§ Directive
Convert the lines of the data between the line holding "Can you spot the dark roof" and the line holding "x=183, y=99", inclusive, into a numbered list, omitting any blank lines.

╭─ Supplied data

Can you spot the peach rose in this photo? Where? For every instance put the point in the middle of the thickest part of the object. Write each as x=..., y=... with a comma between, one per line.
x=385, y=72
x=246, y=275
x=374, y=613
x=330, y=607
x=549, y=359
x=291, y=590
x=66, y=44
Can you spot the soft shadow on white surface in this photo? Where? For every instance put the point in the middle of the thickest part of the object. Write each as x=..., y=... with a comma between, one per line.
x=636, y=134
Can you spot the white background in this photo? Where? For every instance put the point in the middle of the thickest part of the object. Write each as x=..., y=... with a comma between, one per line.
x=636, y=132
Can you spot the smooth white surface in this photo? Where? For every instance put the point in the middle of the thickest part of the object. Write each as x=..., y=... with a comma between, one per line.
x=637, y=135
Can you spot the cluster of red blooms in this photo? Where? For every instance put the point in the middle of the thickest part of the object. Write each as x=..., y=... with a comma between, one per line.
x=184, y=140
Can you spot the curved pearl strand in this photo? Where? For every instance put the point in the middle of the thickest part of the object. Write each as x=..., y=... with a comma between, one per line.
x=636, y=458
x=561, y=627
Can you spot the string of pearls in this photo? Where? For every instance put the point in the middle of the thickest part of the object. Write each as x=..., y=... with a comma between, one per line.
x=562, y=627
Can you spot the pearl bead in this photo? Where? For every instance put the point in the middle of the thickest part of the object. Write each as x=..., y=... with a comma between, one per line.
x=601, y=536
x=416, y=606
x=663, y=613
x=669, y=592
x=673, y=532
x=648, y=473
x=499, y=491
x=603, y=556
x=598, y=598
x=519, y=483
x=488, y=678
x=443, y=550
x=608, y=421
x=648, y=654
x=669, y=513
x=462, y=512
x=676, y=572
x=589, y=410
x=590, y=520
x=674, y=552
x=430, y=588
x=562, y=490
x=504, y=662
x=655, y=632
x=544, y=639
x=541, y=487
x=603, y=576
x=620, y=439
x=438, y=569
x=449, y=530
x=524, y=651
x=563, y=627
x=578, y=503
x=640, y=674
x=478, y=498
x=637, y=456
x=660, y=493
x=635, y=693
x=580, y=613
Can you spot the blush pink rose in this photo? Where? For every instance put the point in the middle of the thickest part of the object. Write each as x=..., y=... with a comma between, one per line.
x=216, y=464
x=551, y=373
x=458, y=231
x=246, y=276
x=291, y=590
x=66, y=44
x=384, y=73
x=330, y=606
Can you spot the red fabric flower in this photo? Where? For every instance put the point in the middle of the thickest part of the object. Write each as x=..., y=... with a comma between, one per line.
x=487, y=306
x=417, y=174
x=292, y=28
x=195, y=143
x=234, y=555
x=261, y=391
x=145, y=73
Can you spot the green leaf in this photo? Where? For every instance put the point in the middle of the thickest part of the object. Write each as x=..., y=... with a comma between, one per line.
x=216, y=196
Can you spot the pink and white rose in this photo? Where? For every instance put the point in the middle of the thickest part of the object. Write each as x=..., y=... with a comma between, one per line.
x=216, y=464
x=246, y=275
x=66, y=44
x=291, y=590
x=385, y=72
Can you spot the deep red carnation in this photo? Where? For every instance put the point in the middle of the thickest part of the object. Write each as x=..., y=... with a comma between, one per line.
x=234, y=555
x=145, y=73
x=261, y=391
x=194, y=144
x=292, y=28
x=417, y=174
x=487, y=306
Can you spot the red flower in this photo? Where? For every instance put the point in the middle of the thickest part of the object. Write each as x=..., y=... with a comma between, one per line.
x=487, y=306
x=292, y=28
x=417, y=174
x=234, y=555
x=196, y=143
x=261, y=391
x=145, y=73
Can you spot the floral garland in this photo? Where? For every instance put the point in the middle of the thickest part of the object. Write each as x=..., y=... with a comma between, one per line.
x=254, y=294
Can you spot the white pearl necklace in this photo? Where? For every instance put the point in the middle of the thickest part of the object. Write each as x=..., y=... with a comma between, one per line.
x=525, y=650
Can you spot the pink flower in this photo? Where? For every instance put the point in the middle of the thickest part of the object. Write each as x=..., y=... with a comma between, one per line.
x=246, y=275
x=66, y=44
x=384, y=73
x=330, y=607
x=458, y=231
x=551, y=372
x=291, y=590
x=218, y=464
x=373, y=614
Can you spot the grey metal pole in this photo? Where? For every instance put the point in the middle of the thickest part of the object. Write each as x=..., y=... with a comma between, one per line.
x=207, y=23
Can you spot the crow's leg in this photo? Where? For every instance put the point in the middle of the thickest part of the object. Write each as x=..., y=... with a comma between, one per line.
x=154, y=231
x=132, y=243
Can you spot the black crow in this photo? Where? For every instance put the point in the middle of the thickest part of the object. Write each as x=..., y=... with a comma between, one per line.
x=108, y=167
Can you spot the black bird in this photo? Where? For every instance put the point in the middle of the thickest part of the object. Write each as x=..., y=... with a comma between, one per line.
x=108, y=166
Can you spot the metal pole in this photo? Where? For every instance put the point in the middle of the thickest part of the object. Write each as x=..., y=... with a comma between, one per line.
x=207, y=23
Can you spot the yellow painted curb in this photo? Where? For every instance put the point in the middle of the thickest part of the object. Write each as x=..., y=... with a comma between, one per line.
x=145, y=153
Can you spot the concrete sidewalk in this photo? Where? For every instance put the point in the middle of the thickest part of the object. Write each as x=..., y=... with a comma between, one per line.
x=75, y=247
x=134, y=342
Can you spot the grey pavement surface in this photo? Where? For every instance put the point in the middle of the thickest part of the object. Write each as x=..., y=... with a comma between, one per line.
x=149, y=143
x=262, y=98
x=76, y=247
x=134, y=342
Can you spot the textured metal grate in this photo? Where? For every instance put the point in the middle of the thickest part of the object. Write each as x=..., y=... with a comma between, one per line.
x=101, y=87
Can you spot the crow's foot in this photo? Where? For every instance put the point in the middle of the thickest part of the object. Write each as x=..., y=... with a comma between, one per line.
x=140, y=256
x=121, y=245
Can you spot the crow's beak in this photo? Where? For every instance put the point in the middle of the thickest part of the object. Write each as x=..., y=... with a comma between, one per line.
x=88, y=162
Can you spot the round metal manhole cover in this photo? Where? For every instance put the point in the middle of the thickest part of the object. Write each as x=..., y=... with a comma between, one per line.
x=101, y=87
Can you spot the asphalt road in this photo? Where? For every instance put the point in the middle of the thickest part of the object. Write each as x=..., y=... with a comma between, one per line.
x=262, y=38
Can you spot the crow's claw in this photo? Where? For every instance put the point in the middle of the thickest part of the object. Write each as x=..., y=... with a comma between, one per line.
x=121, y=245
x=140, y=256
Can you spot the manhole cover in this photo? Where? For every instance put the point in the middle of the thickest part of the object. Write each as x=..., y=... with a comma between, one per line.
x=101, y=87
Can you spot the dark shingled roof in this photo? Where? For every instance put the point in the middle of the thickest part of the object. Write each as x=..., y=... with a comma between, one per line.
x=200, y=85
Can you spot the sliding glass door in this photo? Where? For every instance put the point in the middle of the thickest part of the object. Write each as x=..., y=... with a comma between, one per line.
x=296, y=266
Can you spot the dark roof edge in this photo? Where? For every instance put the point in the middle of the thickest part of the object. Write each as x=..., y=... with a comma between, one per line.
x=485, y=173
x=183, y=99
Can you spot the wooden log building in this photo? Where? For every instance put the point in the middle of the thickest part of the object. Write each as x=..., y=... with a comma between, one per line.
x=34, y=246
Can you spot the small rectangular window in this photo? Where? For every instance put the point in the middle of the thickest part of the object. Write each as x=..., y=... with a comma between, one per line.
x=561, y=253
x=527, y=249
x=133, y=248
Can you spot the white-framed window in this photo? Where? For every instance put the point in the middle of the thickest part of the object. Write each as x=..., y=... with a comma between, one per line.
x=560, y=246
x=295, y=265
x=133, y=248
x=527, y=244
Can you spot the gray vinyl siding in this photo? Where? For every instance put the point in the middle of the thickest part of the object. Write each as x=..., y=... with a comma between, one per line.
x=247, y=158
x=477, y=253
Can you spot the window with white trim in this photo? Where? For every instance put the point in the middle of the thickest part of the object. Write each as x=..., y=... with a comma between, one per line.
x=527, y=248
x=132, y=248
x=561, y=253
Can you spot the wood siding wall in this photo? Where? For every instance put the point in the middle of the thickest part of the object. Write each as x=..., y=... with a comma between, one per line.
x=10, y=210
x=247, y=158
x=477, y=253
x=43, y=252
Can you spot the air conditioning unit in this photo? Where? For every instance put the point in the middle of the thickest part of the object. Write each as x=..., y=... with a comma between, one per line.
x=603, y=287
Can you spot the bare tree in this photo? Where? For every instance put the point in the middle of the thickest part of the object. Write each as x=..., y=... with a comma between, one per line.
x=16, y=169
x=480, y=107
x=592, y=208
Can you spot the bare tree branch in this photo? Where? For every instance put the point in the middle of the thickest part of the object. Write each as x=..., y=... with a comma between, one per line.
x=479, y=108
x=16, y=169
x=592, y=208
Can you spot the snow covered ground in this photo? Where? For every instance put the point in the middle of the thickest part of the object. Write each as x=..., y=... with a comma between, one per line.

╰─

§ Answer to this task
1. Can you spot the dark roof edge in this photo? Where? For every instance put the point in the middle of the thickest part of the object. Write each as x=..., y=... with a comma between, one per line.
2. x=485, y=173
3. x=183, y=99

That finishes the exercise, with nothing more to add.